*Problem details:* Skipping any pictures, give all of the records below again exactly.

....

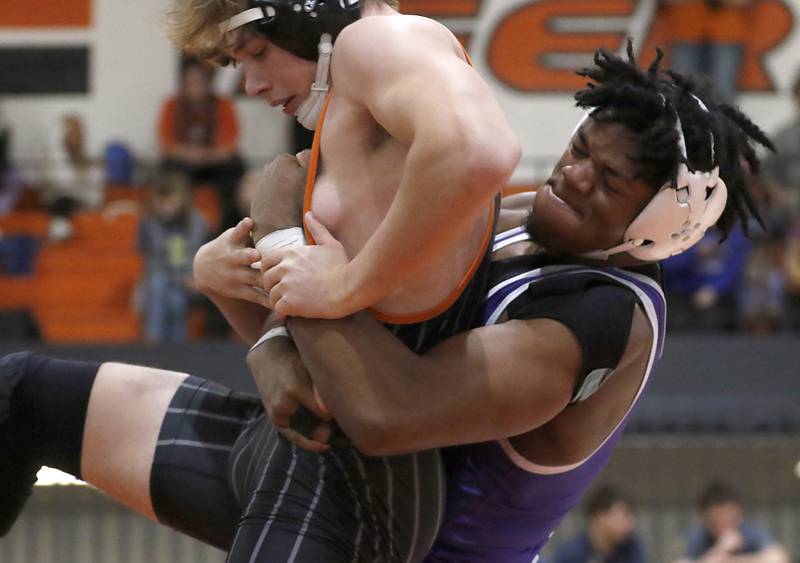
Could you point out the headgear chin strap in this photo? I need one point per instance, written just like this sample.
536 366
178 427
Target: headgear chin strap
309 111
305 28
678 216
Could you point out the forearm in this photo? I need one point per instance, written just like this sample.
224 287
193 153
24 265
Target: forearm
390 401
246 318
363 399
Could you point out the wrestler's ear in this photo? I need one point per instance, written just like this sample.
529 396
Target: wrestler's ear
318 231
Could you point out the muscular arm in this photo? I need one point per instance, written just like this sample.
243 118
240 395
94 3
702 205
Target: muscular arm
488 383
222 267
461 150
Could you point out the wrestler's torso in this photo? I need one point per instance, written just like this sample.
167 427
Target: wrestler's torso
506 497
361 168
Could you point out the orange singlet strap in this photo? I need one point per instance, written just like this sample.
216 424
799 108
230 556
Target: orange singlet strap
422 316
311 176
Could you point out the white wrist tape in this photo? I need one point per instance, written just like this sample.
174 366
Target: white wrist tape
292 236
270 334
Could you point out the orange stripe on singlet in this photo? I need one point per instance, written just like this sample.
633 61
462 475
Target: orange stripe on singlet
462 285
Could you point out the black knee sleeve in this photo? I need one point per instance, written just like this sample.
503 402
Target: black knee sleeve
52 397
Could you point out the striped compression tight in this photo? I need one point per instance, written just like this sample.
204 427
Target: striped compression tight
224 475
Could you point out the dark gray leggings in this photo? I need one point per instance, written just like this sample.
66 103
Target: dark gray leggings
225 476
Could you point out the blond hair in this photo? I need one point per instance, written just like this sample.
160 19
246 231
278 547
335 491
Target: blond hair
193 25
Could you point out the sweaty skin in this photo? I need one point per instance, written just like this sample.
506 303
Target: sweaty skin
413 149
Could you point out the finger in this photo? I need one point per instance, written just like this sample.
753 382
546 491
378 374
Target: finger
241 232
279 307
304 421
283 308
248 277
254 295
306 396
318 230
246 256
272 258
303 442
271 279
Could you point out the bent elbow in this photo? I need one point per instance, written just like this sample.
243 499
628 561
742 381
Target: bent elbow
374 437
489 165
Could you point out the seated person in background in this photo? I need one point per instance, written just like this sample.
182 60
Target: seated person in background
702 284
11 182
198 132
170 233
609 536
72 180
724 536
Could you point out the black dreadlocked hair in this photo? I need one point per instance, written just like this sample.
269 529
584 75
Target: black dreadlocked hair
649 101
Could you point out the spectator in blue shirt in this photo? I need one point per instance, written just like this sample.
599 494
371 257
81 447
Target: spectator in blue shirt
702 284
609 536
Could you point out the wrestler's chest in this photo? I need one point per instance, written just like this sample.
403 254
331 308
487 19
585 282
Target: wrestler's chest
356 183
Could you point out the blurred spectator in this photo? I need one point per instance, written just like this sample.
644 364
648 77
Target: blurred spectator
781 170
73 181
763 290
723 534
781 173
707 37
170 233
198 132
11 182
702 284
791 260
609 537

....

*Response:*
Could you point out the headgear chin strap in this photo? I need one point per instance, written just like this sample.
536 366
178 427
Target: headgear chin strap
309 111
305 28
678 216
Could you point out the forearm in this photo? I need one point per instance, written just like this sample.
224 287
193 153
24 265
Target: forearm
390 401
246 318
363 399
Could you point out the wrestler's ear in this photo? I need one point per instance, written just like this sample.
529 396
Target: wrestler's ear
318 231
Could you point out the muscular arm in this photo? I need one point per instance, written just like this sample.
243 118
240 395
94 3
702 205
Target: muscular arm
488 383
222 267
461 150
Could you point out the wrestler's torso in this photo? I need one point per instance, written just like this sample.
167 427
Target: wrestler's torso
506 497
361 168
Could you point out the orange singlet strap in this photo? I need one point per instance, written just like this sample.
216 424
799 108
230 556
Target: orange singlet strap
422 316
311 176
Could you point out the white wrist tape in this photo? I need one point per instance, written just like this sample.
174 366
Target: white wrist tape
292 236
270 334
Could you point out the orange stripe on singlet in this photo? I need one point per instance, written just like this sample.
633 61
462 475
Target: orange stripe on singlet
462 285
Could you point out the black knee sleeve in this photo? I need one point per instance, written just like this sample.
503 402
Target: black knee sleeve
52 397
Could you point out the striped compression tight in this photo? I need one point per instance, written just like this sample.
204 427
Target: striped compression tight
224 475
Could you point out the dark gray leggings in this photo? I need one point per instance, written just like this sample.
66 103
Target: dark gray leggings
225 476
Could you point out the blond hair in this photo? I need one point per instance, written just like this sample.
160 19
246 231
278 547
335 491
Target: blond hair
193 25
Could you point out the sweaty skin in this photo? I need one point per instance, written just like this sample.
506 303
Target: sweaty skin
413 149
Could you point out the finger in this photo? I need one point per instance, written just like this sample.
753 382
546 491
378 374
Target: finger
241 232
279 307
304 421
283 308
248 277
254 295
306 396
318 230
246 256
272 258
303 442
271 279
Could you point out the bent elbow in this photo? I need one point per instance, written just like this sample.
243 499
628 561
742 381
Target: bent elbow
374 437
489 165
Could you point out the seated person in background in this photo? I need one point per instance, written just like this sample.
182 60
Target: seated person in background
702 284
11 182
198 132
170 233
609 536
72 180
724 536
Could you point out the black dreadlocked hair in this photo? I need one point per instance, written just like this sample.
269 529
584 75
Target: black dreadlocked hair
649 101
Could you point out the spectator in blue shirt in this photo? I need one point per instance, written just like this sample.
599 494
371 257
81 447
Target: spectator in blue shirt
702 284
609 536
Could you point out the wrestler's chest in this photo? I need one point per instance, written just like this sample.
403 254
331 308
487 19
585 282
Target: wrestler's chest
356 183
Could you point out the blurred spectator in this photo? I need one point per instance, written just like this sample.
644 364
648 77
Target: blurred spectator
781 170
73 181
763 290
723 534
781 173
707 37
170 233
198 132
11 182
702 284
791 260
609 537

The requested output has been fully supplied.